WHAT IS EXPECTED: Beginning with the line where "of the small" appears, restate the lines word for word through the last one in the listing.

DATASET ENTRIES:

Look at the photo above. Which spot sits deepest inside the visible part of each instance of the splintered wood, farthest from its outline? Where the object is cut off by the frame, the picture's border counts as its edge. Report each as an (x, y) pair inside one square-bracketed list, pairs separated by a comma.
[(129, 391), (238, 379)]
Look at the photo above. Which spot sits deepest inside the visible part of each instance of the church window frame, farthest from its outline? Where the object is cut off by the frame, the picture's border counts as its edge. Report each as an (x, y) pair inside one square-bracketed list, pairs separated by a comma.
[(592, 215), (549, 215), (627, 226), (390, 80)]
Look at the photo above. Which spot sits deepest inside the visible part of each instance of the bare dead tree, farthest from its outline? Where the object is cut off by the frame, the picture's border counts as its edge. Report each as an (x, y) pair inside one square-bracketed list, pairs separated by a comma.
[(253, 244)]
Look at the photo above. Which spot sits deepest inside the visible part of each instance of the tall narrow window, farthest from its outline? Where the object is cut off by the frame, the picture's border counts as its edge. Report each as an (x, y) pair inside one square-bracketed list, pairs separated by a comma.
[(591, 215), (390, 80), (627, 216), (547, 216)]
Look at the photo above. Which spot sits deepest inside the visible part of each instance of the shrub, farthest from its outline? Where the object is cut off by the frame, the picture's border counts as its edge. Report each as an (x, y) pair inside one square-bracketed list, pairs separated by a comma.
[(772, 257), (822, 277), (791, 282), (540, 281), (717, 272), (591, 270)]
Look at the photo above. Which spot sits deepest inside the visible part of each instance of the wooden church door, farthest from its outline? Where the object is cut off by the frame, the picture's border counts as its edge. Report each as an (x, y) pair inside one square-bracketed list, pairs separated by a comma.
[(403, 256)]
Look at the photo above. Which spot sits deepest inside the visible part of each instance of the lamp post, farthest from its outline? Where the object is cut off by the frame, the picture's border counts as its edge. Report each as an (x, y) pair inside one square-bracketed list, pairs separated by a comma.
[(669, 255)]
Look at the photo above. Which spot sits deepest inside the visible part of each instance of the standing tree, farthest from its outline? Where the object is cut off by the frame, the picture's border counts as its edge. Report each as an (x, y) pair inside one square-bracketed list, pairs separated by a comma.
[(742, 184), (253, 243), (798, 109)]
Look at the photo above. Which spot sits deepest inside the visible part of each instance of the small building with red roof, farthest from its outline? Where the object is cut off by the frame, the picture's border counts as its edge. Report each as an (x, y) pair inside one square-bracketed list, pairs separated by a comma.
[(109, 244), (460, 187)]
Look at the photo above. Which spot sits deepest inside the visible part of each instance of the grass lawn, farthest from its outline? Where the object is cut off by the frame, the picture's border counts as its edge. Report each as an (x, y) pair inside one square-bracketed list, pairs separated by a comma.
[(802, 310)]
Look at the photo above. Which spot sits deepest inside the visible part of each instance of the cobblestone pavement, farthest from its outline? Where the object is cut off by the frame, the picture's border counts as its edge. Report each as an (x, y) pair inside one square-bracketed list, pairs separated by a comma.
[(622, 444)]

SOLVED EXERCISE:
Look at the photo above. Which spot sits deepest inside the visible part of each instance of the small building with red roof, farthest from its outline? Where the object is cut off by the frame, the picture's border counts as its edge. Report each as an (x, y) pair inside one square-bracketed list, pairs separated by a comma.
[(109, 244), (460, 187)]
Look at the photo above. Which spot sits deepest inside the visible part of each instance of the grass lawn, farthest from its outline? Where the object is cut off by the frame, the picture's border counts as its edge. Report each as an (x, y) pair inside one square-bracketed list, pairs separated by a comma.
[(802, 310)]
Look at the photo above. Which spot sits deepest inside the visible part of each instance of the cobblestone pavement, farthest from its outline? Where the object is cut off by the frame, the picture's border counts as its edge. Report each as an (x, y) pair inside one square-bracketed list, pairs separated by a comma.
[(622, 444)]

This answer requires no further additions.